Set down all the lines below, each one exactly as shown.

◆ Data supplied
==================================================

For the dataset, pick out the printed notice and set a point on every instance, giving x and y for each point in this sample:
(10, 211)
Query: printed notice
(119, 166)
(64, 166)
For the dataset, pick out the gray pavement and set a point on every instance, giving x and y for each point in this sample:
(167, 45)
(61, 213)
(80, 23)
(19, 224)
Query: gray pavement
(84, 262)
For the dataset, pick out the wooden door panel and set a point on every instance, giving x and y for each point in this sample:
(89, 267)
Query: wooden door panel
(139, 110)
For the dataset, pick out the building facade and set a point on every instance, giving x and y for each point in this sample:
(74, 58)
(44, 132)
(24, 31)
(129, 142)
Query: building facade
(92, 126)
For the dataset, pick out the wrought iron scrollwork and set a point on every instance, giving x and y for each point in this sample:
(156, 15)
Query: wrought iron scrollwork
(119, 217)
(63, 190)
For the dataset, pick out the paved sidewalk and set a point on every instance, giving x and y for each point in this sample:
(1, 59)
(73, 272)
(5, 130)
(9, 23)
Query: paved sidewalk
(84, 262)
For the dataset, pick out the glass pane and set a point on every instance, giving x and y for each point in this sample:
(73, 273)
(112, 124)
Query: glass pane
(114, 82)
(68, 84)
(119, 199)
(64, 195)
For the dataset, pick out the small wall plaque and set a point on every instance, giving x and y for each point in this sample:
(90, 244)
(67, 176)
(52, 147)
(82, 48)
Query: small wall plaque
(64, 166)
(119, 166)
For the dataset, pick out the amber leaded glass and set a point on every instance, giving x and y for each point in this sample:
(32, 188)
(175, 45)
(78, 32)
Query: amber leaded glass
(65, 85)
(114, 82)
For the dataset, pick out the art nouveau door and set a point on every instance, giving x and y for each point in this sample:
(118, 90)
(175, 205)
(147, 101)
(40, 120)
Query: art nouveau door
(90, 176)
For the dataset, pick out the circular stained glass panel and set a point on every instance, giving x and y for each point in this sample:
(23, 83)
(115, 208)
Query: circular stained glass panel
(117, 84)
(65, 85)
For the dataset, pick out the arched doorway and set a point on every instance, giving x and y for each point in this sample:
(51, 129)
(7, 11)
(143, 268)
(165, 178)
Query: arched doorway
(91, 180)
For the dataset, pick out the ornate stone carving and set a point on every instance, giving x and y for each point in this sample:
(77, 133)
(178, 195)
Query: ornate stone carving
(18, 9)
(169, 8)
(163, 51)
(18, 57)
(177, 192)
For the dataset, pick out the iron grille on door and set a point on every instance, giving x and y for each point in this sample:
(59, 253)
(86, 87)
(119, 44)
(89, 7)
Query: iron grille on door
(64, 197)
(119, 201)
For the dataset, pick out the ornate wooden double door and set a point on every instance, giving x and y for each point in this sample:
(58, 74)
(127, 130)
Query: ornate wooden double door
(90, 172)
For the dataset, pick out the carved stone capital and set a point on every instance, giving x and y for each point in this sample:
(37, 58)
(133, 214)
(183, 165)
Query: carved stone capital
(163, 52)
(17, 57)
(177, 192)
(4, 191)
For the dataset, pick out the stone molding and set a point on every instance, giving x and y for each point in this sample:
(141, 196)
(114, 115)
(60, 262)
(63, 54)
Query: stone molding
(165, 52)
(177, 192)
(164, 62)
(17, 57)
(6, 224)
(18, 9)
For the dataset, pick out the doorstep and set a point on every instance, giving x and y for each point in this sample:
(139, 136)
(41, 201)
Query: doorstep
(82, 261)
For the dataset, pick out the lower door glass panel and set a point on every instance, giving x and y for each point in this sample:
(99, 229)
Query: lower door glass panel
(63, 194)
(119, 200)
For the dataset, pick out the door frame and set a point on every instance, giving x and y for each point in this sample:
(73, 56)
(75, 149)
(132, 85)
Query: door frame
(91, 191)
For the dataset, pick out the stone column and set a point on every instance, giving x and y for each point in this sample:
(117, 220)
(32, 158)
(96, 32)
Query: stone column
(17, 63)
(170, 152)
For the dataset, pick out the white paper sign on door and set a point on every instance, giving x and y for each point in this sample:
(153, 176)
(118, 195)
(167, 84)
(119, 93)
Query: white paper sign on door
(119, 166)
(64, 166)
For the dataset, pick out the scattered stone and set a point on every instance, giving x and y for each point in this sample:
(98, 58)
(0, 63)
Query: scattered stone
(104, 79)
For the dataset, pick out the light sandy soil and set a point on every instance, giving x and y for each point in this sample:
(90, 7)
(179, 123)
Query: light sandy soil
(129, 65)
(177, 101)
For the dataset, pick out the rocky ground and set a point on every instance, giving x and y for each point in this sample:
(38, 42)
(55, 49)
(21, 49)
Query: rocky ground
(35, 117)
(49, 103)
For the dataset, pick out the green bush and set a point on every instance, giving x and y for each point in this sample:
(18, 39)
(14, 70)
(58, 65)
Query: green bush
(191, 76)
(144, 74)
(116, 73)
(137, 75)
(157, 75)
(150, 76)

==================================================

◆ Result
For the dataset, pick out the printed notice and set a point on every instance, giving x and y for each point in this sample:
(10, 211)
Query: printed notice
(119, 166)
(64, 166)
For the dataset, pick out the gray pavement and set a point on every instance, giving x and y for each point in this sample:
(167, 45)
(61, 213)
(80, 23)
(19, 224)
Query: gray pavement
(84, 262)
For the dataset, pick out the wooden door panel and set a point on every instance, giving x and y for each point in this sample:
(89, 267)
Query: wooden door panel
(139, 110)
For the dataset, pick out the building facade and set a point on every instance, giving x and y for each point in this sample:
(74, 58)
(44, 132)
(24, 31)
(129, 142)
Query: building facade
(92, 126)
For the dataset, pick out the wrought iron scrollwork and set a point on every instance, giving x and y for each point in this sample:
(156, 15)
Query: wrought iron scrollwork
(119, 217)
(63, 190)
For the dataset, pick out the paved sidewalk and set a point on every instance, giving x and y for each point in this sample:
(1, 59)
(73, 272)
(5, 130)
(9, 23)
Query: paved sidewalk
(84, 262)
For the dataset, pick out the glass pane and set a point on every instance, giving x and y for each point in this sample:
(73, 273)
(112, 124)
Query: glass pane
(114, 82)
(68, 84)
(119, 199)
(64, 195)
For the dataset, pick out the small wall plaque and set a point on every instance, giving x and y for each point in this sample:
(90, 244)
(67, 176)
(52, 147)
(82, 48)
Query: small wall plaque
(64, 166)
(119, 166)
For the dataset, pick out the amber leaded glass and set a point on every instance, giving x and y for each point in this sample:
(32, 188)
(175, 45)
(78, 32)
Query: amber leaded glass
(65, 85)
(114, 82)
For the dataset, pick out the art nouveau door and set a point on every instance, giving x and y for each point in this sample:
(118, 90)
(175, 205)
(147, 101)
(40, 120)
Query: art nouveau door
(90, 176)
For the dataset, pick out the circular stained glass panel and set a point on every instance, giving x and y for each point in this sample:
(23, 83)
(115, 208)
Query: circular stained glass panel
(117, 84)
(65, 85)
For the dataset, pick out the arched doorway and set a point on every instance, giving x and y for each point in this sample:
(51, 129)
(7, 11)
(143, 268)
(165, 178)
Query: arched doorway
(91, 180)
For the dataset, pick out the ornate stone carving and set a point on every instance, giving x and y for each point in this sample:
(77, 133)
(178, 195)
Query: ornate stone carving
(18, 9)
(169, 8)
(163, 51)
(18, 57)
(177, 192)
For the dataset, pick out the iron grille on door and set a point on every instance, giving x and y for each point in this sample:
(59, 253)
(86, 87)
(119, 44)
(89, 7)
Query: iron grille on door
(64, 197)
(119, 201)
For the dataset, pick out the ornate wooden double door and set a point on every instance, giving x and y for each point in this sample:
(58, 74)
(127, 130)
Query: ornate wooden double door
(90, 172)
For the dataset, pick out the carved stone capital and set a point on every instance, giving x and y for each point in this sample:
(37, 58)
(133, 214)
(183, 165)
Query: carved stone capital
(163, 52)
(17, 57)
(177, 192)
(4, 191)
For the dataset, pick out the stone molding and set a point on every instance, giving x and y for each point in this sample:
(141, 196)
(114, 115)
(60, 262)
(63, 54)
Query: stone molding
(165, 52)
(177, 192)
(164, 62)
(17, 57)
(6, 224)
(18, 9)
For the dataset, pick out the doorstep and set a point on every instance, giving x and y for each point in this sample:
(139, 136)
(41, 201)
Query: doorstep
(82, 261)
For the dataset, pick out the lower door glass panel and set a point on every instance, giving x and y for each point in this sample:
(99, 229)
Query: lower door glass panel
(63, 194)
(119, 200)
For the dataset, pick out the door frame and set a point on every instance, giving x and y for each point in this sample:
(73, 56)
(75, 149)
(132, 85)
Query: door frame
(91, 191)
For the dataset, pick out the stone column and set a point on every instance, giving x and y for each point in this sample:
(117, 220)
(32, 158)
(96, 32)
Query: stone column
(17, 63)
(170, 152)
For the dataset, pick out the white paper sign on door and set a point on every instance, giving x and y for each point in this sample:
(153, 176)
(118, 195)
(167, 84)
(119, 93)
Query: white paper sign on door
(119, 166)
(64, 166)
For the dataset, pick out the scattered stone and set a point on every instance, giving x and y for each point in this sample:
(98, 58)
(0, 63)
Query: scattered stone
(104, 79)
For the dataset, pick out the light sandy soil and set a point on every instance, giving x and y for each point in this sample:
(90, 7)
(179, 123)
Query: light sandy soil
(129, 65)
(177, 101)
For the dataset, pick out the rocky ground and set a point on every instance, giving x and y for each point in this sample:
(38, 42)
(55, 49)
(21, 49)
Query: rocky ground
(35, 117)
(49, 103)
For the dataset, pick out the green bush and set a point on every instance, giving x and y for each point in this sample:
(18, 39)
(14, 70)
(58, 65)
Query: green bush
(191, 76)
(144, 74)
(116, 73)
(137, 75)
(157, 75)
(150, 76)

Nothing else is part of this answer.